*WRITTEN REQUEST:* Please pull every line containing the word "blue" from the items below, and copy each one unchanged.

*MATERIAL FOR THIS EXERCISE:*
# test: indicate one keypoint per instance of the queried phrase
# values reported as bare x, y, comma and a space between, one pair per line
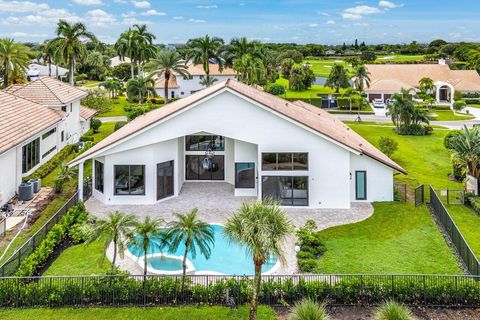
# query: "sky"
301, 21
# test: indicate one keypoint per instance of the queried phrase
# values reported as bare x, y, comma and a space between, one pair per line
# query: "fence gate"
419, 195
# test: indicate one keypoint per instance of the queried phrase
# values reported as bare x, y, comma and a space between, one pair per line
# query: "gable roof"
48, 92
393, 77
21, 119
307, 115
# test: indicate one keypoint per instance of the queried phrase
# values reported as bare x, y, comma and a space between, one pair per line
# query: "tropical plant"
117, 228
147, 237
139, 88
13, 58
167, 64
70, 43
338, 78
391, 310
307, 309
192, 233
202, 50
261, 227
362, 78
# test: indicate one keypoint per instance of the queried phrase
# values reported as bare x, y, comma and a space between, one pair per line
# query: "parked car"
378, 103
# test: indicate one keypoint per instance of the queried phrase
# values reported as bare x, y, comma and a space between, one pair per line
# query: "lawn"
154, 313
399, 238
425, 158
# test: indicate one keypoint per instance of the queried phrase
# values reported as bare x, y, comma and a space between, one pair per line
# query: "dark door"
164, 179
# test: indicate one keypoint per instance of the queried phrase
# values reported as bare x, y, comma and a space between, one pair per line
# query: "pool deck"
215, 203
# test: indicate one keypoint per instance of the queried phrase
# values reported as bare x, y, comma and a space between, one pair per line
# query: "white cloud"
88, 2
153, 12
389, 5
141, 4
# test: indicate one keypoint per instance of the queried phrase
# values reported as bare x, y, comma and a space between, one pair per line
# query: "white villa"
232, 133
180, 87
37, 120
388, 79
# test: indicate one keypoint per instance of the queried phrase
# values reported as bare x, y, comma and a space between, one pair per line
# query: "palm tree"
70, 42
193, 234
148, 236
166, 64
202, 50
13, 58
362, 78
117, 228
140, 88
262, 227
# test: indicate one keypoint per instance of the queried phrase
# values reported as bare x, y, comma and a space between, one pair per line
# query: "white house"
230, 132
181, 87
37, 120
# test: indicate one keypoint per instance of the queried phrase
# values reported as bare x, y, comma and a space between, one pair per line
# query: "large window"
361, 185
30, 155
199, 167
287, 190
99, 176
284, 161
129, 180
204, 143
244, 175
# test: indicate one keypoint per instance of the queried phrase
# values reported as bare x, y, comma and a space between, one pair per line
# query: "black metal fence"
125, 290
454, 234
9, 267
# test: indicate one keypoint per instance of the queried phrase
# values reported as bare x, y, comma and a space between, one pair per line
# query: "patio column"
80, 181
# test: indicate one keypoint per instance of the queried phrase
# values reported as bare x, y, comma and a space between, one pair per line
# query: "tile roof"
48, 92
303, 113
21, 119
86, 113
393, 77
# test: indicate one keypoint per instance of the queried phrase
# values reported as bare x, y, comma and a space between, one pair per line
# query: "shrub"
390, 310
29, 266
95, 124
119, 124
308, 309
276, 89
388, 146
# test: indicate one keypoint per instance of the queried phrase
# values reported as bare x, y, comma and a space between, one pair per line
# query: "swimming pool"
226, 259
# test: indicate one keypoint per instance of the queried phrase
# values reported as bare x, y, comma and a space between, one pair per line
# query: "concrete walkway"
216, 202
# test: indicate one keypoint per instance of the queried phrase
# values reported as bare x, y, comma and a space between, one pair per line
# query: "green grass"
156, 313
447, 115
425, 158
398, 238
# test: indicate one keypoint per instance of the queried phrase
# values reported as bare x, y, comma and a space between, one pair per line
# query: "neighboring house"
185, 86
36, 71
263, 145
388, 79
37, 120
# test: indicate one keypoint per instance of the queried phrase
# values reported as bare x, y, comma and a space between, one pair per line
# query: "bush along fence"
125, 290
463, 249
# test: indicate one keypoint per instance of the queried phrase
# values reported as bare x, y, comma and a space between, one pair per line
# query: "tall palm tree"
148, 236
193, 234
166, 64
13, 58
262, 227
117, 228
362, 78
140, 88
70, 42
202, 50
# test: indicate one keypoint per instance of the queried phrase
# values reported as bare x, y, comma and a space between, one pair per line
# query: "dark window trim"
236, 175
364, 185
129, 174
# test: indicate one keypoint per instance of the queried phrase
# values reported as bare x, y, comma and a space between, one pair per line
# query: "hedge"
45, 169
58, 233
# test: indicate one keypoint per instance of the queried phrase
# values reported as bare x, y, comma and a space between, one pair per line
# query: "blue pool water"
226, 258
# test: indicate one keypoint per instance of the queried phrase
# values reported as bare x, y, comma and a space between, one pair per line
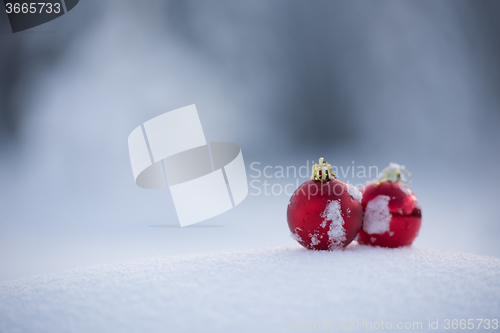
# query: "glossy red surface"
406, 215
306, 209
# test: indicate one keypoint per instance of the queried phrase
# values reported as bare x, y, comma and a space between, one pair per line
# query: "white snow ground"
267, 290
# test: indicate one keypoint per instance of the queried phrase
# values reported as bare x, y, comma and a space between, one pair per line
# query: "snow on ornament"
392, 214
324, 213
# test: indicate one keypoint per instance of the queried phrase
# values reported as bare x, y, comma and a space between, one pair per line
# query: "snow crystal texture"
354, 193
377, 216
256, 291
336, 232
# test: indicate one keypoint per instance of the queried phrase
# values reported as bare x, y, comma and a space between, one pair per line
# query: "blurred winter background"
412, 82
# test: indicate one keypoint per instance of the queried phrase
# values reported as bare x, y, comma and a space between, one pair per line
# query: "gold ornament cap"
322, 171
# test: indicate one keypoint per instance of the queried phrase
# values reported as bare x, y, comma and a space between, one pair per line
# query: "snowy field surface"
267, 290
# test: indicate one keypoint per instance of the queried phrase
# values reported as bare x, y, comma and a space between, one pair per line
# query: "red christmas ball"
392, 214
324, 213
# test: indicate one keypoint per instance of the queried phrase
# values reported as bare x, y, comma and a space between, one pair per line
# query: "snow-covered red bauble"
325, 213
392, 214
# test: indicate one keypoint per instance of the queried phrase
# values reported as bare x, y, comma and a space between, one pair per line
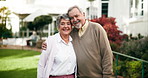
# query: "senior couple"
82, 51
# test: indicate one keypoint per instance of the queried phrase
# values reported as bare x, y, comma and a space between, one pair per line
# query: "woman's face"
65, 27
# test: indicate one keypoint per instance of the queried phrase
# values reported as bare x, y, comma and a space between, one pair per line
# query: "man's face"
77, 18
65, 27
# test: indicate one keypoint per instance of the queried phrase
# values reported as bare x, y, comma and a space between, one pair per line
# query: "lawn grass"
18, 63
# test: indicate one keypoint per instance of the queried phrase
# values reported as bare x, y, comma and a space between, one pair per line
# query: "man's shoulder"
95, 25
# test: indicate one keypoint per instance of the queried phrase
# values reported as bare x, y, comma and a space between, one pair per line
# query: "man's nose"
75, 19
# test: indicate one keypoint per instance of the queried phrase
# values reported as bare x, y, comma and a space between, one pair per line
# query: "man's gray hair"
60, 17
71, 8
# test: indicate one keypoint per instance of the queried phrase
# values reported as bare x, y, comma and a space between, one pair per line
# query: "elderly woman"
59, 59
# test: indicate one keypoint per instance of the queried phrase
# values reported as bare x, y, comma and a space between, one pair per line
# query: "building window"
136, 8
105, 9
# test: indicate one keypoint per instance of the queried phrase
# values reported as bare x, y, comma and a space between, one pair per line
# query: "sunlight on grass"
23, 63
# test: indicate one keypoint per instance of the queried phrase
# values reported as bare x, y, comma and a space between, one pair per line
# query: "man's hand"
44, 46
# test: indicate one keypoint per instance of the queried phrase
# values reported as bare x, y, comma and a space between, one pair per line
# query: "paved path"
19, 47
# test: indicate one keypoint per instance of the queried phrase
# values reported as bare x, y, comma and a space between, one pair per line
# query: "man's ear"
83, 14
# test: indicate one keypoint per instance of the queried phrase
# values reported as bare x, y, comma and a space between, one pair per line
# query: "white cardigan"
47, 58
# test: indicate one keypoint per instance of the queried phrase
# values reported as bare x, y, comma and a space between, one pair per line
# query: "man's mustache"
75, 22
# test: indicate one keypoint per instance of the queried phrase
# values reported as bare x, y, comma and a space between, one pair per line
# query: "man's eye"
71, 17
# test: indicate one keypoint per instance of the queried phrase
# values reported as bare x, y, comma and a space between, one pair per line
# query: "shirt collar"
84, 27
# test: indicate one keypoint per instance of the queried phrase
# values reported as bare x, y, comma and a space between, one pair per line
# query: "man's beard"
79, 25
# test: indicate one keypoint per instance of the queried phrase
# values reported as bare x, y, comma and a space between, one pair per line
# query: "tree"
39, 23
111, 28
4, 32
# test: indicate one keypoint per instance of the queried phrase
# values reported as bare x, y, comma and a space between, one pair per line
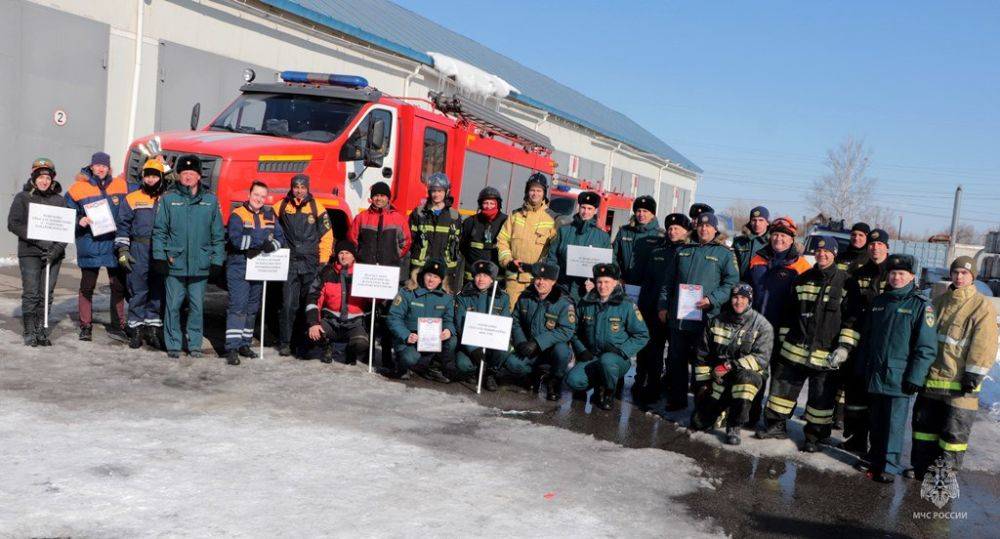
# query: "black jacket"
17, 219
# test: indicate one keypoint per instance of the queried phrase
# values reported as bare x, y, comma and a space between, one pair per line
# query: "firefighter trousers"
605, 370
787, 379
887, 425
940, 429
733, 396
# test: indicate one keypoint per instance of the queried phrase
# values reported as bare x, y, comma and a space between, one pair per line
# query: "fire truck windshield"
303, 117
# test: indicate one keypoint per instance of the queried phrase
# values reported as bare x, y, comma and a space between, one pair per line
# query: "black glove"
477, 355
527, 348
970, 382
161, 267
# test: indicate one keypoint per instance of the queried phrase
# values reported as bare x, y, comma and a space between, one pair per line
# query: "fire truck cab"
347, 136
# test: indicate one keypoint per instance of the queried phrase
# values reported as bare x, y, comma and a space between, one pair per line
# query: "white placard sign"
580, 260
51, 223
377, 282
101, 220
429, 334
487, 331
688, 296
271, 266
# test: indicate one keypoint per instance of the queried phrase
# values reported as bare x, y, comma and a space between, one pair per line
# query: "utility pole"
954, 224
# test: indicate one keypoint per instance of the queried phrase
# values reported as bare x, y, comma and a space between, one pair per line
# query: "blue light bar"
348, 81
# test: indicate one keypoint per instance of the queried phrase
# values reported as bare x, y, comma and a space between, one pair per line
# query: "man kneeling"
732, 360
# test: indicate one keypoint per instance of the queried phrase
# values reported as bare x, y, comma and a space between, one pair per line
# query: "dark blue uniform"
247, 230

*COMPLETE ANSWER:*
# query: "blue pool water"
# query: "blue light bar"
# query: "dark blue uniform"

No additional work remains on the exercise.